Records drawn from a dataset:
[Start of section]

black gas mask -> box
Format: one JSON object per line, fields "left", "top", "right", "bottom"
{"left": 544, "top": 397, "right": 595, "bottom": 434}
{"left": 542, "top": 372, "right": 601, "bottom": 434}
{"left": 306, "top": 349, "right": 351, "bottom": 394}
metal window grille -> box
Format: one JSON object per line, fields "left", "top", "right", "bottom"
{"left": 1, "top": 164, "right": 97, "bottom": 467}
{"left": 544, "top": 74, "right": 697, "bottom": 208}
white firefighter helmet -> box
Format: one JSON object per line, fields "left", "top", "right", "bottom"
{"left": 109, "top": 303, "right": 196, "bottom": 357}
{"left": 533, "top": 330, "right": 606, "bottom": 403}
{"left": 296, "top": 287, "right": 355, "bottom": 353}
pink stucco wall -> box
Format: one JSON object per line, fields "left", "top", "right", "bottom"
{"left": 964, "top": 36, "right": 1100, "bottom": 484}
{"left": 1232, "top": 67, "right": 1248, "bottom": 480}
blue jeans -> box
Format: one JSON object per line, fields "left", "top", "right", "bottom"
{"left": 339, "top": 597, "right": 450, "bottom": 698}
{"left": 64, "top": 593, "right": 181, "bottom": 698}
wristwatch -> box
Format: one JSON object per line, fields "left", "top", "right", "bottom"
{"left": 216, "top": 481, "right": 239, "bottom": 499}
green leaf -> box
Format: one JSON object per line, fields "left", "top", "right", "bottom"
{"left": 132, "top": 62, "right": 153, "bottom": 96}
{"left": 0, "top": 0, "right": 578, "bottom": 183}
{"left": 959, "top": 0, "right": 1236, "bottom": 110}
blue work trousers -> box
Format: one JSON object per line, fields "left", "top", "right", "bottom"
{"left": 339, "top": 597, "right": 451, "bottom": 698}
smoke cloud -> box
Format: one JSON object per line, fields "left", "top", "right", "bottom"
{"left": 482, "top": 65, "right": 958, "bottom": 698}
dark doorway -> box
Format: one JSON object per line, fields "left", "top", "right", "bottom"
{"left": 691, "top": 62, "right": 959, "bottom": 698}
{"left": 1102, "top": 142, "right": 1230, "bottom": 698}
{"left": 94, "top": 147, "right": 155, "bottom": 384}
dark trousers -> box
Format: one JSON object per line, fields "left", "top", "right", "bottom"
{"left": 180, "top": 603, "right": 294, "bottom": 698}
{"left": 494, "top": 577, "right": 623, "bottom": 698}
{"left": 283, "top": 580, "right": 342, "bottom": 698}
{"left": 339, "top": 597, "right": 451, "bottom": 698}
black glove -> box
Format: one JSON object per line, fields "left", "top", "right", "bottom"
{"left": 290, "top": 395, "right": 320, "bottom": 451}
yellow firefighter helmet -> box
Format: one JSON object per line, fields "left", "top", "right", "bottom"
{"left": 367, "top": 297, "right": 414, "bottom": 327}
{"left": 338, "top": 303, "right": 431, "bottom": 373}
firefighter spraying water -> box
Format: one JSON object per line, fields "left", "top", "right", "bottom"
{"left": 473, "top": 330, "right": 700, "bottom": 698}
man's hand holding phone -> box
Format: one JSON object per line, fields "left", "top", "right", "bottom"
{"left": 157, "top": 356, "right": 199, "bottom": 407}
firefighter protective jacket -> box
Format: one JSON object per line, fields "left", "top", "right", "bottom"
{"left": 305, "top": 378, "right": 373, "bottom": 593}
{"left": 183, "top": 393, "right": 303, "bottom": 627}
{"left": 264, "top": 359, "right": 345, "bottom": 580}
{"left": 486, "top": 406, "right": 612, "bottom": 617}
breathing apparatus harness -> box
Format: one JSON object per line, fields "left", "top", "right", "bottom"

[End of section]

■ TASK STATEMENT ■
The lines to copy are those above that contain the string "blue".

■ EXPECTED ANSWER ■
blue jeans -> box
blue work trousers -> box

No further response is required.